Planning history emerged in tandem with these debates. Key actors had interdisciplinary backgrounds: in Britain, Gordon Cherry trained in geography at Queen Mary College in London and worked in a city planning department before joining the Centre of Urban and Regional Studies in Birmingham University, neatly embodying in one scholar the disciplinary transitions between geography, planning, and planning history (Boulton, 1996). Cherry eventually worked closely with urban historian Anthony Sutcliffe to organize the professional scaffolding for planning history, including conferences and a society, the Planning History Group. Cherry, Sutcliffe, and members of the Planning History Group not only emerged from interdisciplinary training and work experiences; they also embraced interdisciplinary methods as a larger philosophical commitment to thinking about the modern city in a multidimensional, synthesized way. Disciplinary traditions mattered less than practical outcomes: methods were freely borrowed from geography, city planning, history, and more to improve urban policies and plans in the present and future. This sort of functional approach to the past has proved particularly persuasive in schools of planning; according to a recently published introductory urban and regional planning reader, the study of history continues to serve three purposes: “It builds professional identity. … It provides the context for understanding the origin and course of the planning decisions that affect contemporary conditions. It helps today’s students learn from past techniques to see what worked and what didn’t and to frame questions about how they will practice planning” (Birch, 2009).

RECORD LIST:
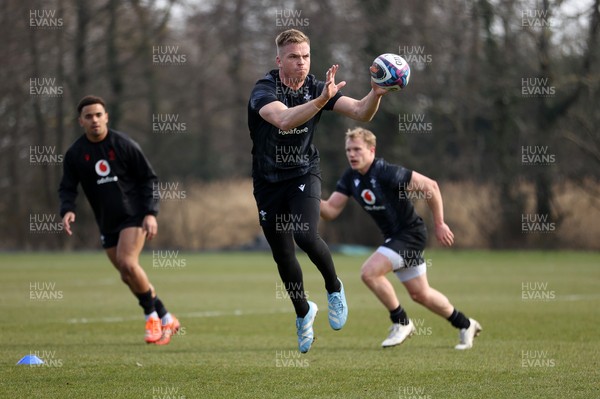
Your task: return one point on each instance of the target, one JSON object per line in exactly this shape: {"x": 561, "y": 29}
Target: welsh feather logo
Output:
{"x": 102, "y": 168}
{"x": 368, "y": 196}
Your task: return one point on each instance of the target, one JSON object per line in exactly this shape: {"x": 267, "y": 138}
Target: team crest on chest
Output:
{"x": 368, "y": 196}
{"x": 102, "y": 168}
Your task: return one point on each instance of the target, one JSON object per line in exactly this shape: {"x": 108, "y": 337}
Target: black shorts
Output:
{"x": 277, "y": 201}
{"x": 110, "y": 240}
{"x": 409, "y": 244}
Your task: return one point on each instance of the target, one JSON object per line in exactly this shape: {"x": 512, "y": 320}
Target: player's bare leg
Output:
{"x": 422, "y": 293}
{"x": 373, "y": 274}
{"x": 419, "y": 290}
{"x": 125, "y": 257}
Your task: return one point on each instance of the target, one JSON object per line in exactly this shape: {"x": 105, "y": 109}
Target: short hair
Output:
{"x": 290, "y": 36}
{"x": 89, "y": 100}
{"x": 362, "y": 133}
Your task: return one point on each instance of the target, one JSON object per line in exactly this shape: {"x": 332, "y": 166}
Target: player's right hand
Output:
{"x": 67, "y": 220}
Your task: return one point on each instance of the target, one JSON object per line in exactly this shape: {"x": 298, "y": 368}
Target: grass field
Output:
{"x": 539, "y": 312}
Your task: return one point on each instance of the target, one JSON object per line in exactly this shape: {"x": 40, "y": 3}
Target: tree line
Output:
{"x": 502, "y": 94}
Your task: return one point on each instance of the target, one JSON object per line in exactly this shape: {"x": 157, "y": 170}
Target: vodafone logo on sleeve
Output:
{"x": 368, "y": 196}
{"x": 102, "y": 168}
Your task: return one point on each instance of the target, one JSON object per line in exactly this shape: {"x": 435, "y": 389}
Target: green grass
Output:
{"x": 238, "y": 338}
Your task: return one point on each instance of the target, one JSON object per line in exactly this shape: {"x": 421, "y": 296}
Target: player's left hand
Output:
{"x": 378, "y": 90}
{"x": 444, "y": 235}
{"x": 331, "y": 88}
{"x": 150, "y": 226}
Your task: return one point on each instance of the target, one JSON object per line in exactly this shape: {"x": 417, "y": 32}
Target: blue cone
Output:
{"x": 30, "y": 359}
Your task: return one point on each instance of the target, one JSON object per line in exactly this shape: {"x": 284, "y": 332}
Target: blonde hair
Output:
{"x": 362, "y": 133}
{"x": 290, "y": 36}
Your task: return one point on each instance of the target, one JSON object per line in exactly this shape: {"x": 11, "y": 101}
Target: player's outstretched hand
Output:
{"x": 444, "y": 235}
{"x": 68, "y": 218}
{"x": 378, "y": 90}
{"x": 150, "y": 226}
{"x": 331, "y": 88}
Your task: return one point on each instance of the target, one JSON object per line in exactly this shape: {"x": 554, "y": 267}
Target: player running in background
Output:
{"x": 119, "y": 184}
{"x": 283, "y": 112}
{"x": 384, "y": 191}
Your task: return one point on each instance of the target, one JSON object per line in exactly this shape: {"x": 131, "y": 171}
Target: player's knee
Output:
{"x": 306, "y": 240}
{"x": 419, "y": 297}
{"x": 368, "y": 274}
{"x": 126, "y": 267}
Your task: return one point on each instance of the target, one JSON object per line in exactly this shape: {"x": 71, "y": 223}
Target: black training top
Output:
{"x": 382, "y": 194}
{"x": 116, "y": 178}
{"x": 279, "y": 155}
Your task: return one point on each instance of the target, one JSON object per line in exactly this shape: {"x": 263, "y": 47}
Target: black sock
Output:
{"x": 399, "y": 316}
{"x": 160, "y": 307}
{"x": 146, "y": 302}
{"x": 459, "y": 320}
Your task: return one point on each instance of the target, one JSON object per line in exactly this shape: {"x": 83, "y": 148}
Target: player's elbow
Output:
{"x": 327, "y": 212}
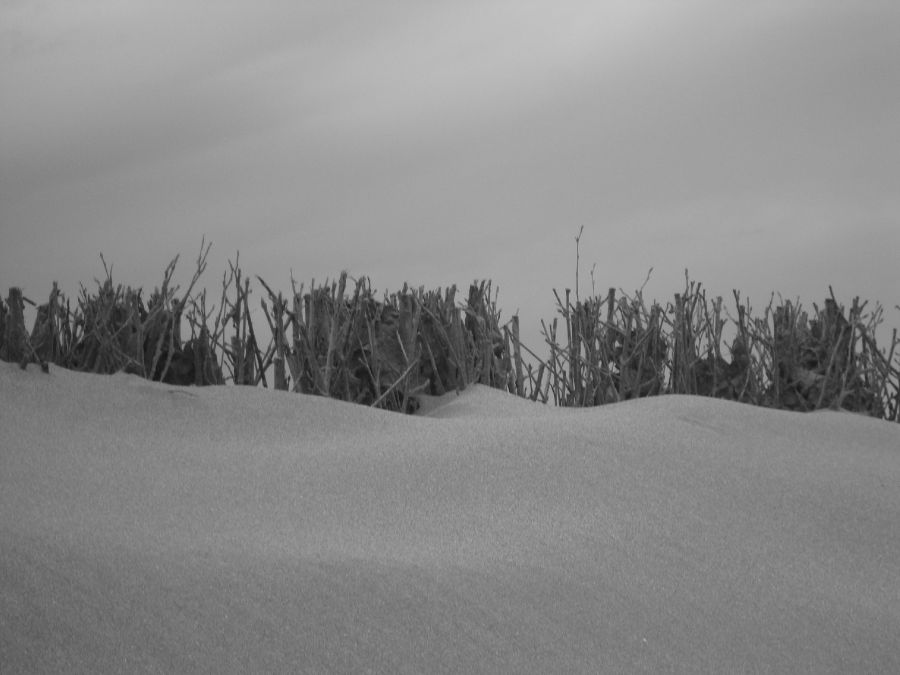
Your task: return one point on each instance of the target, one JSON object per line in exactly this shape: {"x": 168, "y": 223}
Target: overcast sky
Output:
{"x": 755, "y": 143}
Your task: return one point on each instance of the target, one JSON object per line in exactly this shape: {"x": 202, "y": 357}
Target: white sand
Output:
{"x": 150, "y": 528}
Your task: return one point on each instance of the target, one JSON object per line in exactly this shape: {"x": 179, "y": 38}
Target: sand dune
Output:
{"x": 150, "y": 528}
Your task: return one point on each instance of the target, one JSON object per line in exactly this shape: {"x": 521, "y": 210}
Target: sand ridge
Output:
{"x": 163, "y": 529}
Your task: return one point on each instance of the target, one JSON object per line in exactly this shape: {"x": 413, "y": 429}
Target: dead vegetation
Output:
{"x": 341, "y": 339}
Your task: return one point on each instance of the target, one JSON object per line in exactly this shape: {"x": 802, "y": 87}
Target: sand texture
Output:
---
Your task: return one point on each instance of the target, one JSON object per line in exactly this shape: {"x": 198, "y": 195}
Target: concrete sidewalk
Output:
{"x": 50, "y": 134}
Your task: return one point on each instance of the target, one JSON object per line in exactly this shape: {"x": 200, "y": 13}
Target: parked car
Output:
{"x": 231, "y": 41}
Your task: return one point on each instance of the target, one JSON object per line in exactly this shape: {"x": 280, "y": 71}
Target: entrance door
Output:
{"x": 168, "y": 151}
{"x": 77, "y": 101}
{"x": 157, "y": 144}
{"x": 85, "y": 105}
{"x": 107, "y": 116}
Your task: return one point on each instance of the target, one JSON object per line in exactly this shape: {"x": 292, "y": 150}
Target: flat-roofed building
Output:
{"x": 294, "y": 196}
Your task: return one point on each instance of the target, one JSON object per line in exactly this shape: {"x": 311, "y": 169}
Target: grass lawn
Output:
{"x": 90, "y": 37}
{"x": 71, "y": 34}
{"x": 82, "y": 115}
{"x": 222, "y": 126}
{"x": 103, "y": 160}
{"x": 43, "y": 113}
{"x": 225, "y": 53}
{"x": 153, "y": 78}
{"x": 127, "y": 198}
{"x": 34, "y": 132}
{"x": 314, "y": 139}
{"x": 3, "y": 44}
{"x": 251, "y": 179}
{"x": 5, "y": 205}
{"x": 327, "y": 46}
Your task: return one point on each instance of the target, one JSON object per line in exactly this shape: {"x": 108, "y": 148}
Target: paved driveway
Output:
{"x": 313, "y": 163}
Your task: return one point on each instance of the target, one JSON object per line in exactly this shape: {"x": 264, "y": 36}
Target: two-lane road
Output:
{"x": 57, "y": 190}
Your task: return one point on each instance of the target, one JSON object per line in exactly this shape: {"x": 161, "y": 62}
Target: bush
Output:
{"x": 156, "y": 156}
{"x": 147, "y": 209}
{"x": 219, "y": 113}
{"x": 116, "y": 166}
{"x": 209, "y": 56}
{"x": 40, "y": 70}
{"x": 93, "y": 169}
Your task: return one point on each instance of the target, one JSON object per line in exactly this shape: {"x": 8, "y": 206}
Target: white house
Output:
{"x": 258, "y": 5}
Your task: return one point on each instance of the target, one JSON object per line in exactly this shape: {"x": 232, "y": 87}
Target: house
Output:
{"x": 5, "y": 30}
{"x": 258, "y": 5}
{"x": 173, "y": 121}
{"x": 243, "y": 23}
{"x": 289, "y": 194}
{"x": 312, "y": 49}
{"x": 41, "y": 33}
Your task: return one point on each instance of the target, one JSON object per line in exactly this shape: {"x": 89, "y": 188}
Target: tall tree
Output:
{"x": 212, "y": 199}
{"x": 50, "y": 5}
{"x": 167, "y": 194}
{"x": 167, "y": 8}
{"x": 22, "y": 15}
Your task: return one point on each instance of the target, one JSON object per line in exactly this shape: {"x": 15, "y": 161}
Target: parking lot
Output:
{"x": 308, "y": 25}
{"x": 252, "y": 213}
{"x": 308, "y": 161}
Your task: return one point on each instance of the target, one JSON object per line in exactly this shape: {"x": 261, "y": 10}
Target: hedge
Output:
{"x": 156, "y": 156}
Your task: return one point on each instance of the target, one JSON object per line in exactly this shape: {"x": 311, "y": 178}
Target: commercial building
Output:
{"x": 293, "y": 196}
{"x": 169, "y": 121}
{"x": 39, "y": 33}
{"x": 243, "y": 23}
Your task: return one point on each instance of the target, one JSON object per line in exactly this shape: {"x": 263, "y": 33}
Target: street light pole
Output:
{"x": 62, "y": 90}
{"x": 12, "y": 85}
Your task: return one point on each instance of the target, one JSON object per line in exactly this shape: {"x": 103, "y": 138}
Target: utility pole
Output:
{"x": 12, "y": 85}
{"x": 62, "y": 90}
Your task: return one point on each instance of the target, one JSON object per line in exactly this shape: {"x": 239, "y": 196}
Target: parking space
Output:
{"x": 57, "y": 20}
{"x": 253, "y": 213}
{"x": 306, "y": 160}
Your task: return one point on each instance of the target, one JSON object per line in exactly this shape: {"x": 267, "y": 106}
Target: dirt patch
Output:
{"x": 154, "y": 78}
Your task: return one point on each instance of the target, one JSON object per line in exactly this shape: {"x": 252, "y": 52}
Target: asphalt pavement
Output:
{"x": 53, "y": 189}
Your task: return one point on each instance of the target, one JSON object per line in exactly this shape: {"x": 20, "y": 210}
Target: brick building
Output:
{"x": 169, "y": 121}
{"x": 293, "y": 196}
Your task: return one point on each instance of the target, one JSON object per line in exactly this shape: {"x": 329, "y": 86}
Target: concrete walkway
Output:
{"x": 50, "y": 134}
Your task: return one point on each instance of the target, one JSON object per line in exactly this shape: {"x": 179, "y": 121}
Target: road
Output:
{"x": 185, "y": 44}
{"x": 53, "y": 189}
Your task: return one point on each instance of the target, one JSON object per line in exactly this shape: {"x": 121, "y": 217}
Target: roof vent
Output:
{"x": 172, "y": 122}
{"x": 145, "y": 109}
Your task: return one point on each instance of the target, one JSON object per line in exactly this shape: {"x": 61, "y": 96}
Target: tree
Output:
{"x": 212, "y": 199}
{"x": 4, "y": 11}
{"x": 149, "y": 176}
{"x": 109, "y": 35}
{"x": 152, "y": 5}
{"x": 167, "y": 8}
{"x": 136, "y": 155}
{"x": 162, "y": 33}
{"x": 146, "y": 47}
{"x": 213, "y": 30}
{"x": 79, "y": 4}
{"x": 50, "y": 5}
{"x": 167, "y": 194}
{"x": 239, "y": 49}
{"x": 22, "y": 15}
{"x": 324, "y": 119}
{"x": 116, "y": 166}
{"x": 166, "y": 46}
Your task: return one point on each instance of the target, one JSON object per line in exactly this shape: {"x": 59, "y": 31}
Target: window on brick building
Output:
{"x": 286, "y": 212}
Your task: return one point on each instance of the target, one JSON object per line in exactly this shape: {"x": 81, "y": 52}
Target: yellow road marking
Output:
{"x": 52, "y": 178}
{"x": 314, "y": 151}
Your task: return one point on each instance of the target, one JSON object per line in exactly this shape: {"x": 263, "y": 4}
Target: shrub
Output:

INSTRUCTION 1:
Answer these questions from the planning history passage:
(a) At which college did Gordon Cherry train in geography?
(b) What was the name of the society that Cherry and Sutcliffe helped organize?
(c) According to the 2009 planning reader, how many purposes does the study of history serve?
INSTRUCTION 2:
Locate every line of the rows that contains the word "hair", and copy each of those lines out.
The planning history passage and the rows are unrelated.

WRITTEN REPLY 1:
(a) Queen Mary College in London
(b) The Planning History Group
(c) Three

WRITTEN REPLY 2:
Target: short hair
Target: blonde hair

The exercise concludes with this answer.